• **SELECTION**
========
If you want to extend, fix or simply customize ECL for your own needs, you should understand how the implementation works.
Union containing all first-class ECL types.
In ECL a lisp object is represented by a type called
cl_object. This type is a word which is long enough to host both
an integer and a pointer. The least significant bits of this word, also
called the tag bits, determine whether it is a pointer to a C structure
representing a complex object, or whether it is an immediate data, such
as a fixnum or a character.
Figure 4.1: Immediate types
The topic of the immediate values and bit fiddling is nicely described
in
Peter Bex’s blog describing Chicken
Scheme internal data representation. We could borrow some ideas from it
(like improving fixnum bitness and providing more immediate
values). All changes to code related to immediate values should be
carefully benchmarked.
========
• **OBJECTIVE**
Quote the entire ECL passage word for word. Work from the ECL passage alone.

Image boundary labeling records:
========
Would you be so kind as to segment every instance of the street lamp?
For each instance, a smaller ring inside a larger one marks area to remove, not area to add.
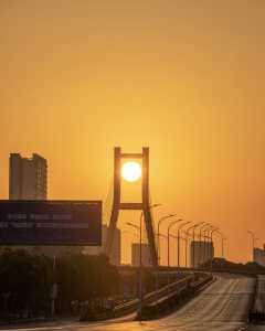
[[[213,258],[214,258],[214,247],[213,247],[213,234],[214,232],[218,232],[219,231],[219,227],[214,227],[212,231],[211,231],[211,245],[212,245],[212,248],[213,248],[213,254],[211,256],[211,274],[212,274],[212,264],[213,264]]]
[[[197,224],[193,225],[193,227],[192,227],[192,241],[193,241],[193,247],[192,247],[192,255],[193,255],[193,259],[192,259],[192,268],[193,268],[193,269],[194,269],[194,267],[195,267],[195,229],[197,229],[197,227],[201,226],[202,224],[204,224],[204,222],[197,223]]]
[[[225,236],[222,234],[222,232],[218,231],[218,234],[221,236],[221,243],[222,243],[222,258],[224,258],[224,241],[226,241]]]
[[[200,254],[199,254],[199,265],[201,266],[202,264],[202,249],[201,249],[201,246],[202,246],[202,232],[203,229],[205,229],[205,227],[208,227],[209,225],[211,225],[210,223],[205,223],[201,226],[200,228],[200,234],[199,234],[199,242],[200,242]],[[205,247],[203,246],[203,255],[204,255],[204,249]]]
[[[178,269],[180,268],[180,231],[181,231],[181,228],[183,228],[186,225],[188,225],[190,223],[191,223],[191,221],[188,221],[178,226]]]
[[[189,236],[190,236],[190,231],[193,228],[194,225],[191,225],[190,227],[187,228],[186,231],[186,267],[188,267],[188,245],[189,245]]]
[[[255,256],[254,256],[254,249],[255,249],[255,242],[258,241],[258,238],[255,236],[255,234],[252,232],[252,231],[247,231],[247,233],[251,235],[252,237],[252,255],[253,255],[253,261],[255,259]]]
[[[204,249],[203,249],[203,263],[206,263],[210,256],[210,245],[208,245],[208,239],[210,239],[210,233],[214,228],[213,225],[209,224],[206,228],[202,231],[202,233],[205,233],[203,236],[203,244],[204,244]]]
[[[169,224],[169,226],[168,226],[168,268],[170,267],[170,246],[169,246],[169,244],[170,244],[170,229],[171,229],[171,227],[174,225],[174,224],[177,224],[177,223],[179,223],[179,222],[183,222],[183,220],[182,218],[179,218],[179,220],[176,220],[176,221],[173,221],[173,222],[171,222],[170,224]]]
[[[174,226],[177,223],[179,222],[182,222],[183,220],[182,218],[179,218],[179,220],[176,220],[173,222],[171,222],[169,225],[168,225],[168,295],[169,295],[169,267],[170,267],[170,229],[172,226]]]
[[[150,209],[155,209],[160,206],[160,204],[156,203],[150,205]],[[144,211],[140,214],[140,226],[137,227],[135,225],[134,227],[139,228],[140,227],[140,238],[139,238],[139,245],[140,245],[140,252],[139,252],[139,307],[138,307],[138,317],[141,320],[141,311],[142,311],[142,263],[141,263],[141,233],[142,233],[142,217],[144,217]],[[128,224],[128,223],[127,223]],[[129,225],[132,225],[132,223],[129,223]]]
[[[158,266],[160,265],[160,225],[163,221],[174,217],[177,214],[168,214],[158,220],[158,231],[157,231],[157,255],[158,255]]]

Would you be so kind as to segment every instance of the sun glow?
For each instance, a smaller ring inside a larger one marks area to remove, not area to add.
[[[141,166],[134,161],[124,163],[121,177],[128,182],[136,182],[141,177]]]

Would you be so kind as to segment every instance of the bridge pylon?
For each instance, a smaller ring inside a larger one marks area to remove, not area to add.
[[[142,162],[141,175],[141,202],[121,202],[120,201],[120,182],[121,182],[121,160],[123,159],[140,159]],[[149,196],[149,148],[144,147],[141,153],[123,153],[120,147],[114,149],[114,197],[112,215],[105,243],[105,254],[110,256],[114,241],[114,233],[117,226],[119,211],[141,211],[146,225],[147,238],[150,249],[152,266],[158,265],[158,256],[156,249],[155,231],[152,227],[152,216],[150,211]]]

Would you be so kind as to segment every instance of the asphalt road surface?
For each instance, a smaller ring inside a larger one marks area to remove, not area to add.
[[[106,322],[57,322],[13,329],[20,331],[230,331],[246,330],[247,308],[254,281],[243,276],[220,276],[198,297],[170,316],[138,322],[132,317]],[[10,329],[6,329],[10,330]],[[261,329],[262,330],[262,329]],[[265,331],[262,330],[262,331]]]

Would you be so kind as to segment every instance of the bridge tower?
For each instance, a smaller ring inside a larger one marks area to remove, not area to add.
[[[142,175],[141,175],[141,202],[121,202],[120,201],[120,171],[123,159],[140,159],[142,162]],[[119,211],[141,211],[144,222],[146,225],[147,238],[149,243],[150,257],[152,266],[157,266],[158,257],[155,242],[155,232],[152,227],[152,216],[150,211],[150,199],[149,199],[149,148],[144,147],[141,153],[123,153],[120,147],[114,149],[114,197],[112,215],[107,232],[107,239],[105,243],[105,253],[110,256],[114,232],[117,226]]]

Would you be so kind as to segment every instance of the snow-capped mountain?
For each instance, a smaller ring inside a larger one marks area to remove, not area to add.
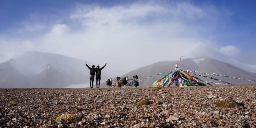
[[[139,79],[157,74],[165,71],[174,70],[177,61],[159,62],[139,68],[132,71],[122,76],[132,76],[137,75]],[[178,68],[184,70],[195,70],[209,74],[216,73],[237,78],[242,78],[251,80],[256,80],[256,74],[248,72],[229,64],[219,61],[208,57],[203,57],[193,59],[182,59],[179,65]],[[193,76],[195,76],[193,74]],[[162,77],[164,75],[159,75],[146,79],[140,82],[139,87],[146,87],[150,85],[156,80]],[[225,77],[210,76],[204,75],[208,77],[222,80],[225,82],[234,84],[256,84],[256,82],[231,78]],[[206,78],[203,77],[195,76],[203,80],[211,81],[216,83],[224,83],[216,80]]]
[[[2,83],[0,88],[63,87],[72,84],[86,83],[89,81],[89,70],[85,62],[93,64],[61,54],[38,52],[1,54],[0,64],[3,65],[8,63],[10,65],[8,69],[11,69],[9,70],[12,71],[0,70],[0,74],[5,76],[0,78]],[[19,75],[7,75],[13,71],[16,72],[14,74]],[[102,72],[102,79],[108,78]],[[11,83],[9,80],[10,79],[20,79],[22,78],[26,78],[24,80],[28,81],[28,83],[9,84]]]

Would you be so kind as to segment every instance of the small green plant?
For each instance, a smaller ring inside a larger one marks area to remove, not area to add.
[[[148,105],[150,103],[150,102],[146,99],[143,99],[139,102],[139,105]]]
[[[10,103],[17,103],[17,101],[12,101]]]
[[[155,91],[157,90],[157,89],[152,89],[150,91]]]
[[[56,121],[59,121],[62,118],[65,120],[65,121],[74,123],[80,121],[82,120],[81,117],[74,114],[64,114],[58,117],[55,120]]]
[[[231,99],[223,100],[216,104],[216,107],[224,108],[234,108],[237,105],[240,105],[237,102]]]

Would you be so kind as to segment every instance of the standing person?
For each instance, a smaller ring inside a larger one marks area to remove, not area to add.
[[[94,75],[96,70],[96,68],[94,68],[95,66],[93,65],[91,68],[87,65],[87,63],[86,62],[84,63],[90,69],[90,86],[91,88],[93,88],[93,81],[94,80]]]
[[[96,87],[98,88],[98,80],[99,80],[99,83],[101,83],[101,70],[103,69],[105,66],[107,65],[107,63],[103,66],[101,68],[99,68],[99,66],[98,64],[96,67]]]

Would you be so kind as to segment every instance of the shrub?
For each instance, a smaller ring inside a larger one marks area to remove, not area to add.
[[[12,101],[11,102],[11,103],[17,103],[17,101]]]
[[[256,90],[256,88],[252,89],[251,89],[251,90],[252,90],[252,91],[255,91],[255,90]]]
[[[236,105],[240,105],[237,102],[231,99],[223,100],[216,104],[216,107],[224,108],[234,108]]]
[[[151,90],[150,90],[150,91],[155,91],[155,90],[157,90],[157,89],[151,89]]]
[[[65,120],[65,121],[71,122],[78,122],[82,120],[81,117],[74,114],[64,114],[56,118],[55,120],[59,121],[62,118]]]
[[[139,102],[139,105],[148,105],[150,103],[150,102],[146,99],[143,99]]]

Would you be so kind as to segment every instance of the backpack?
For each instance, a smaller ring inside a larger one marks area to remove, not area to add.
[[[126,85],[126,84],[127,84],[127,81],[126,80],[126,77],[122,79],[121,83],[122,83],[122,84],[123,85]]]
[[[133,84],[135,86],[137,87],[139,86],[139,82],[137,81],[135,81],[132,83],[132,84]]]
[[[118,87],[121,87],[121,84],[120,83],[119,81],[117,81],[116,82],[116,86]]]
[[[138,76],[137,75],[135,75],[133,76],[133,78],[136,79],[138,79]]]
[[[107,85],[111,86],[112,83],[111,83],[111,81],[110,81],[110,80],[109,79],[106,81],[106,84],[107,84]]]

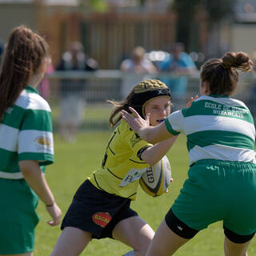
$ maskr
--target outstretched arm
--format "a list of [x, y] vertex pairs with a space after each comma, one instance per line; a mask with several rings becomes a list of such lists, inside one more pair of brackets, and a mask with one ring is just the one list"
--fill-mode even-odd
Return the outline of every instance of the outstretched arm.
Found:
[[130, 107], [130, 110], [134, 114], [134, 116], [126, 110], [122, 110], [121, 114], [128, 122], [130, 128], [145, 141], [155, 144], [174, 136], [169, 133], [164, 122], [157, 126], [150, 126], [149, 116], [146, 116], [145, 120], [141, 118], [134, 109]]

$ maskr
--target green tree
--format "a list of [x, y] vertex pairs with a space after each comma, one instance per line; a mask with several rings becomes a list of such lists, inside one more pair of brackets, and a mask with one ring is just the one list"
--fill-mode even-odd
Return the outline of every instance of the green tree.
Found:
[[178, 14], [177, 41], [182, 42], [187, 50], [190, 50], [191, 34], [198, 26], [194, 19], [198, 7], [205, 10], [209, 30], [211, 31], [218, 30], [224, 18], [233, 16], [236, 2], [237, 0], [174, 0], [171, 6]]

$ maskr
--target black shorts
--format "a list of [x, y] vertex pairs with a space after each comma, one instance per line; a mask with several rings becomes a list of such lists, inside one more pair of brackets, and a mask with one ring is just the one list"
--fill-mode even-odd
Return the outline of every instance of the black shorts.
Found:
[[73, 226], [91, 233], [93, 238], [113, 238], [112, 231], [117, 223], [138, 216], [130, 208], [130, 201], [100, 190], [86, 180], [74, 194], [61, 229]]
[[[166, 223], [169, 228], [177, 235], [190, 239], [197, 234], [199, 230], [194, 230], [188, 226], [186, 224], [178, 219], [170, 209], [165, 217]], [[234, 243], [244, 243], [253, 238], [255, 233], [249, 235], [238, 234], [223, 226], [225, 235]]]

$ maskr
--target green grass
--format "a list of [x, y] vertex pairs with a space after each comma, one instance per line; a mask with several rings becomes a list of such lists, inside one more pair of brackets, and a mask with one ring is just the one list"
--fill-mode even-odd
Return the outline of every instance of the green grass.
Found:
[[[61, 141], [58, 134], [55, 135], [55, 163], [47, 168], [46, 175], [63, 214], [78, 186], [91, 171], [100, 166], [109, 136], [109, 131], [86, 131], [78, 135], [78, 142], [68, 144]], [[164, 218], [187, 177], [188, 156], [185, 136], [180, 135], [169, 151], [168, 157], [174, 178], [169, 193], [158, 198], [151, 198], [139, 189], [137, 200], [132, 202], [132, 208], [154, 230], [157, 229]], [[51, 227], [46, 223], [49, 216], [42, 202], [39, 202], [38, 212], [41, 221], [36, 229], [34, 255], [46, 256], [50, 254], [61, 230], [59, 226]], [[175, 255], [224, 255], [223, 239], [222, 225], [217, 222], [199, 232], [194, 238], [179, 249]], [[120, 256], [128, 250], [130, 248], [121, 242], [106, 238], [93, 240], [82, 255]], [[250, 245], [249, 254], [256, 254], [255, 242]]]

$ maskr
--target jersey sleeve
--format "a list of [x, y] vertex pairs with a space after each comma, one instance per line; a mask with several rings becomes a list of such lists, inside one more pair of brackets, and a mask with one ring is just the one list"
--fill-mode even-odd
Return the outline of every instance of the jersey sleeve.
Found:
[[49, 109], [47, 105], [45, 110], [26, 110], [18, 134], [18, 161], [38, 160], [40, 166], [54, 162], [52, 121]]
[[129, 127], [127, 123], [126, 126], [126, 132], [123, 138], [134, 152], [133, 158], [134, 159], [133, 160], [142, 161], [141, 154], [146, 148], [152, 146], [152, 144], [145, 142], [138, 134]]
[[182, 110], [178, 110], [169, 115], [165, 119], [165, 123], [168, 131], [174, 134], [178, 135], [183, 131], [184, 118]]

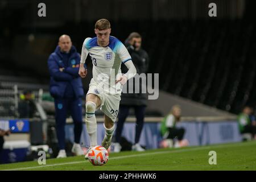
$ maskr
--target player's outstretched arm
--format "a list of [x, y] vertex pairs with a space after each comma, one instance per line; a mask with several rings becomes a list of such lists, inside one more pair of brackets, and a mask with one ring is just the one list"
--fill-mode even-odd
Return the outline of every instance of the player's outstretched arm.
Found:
========
• **THE RESPONSE**
If you want to extend, fix or simply customize ECL for your own needs, you should understand how the implementation works.
Union containing all first-class ECL types.
In ECL a lisp object is represented by a type called
cl_object. This type is a word which is long enough to host both
an integer and a pointer. The least significant bits of this word, also
called the tag bits, determine whether it is a pointer to a C structure
representing a complex object, or whether it is an immediate data, such
as a fixnum or a character.
Figure 4.1: Immediate types
The topic of the immediate values and bit fiddling is nicely described
in
Peter Bex’s blog describing Chicken
Scheme internal data representation. We could borrow some ideas from it
(like improving fixnum bitness and providing more immediate
values). All changes to code related to immediate values should be
carefully benchmarked.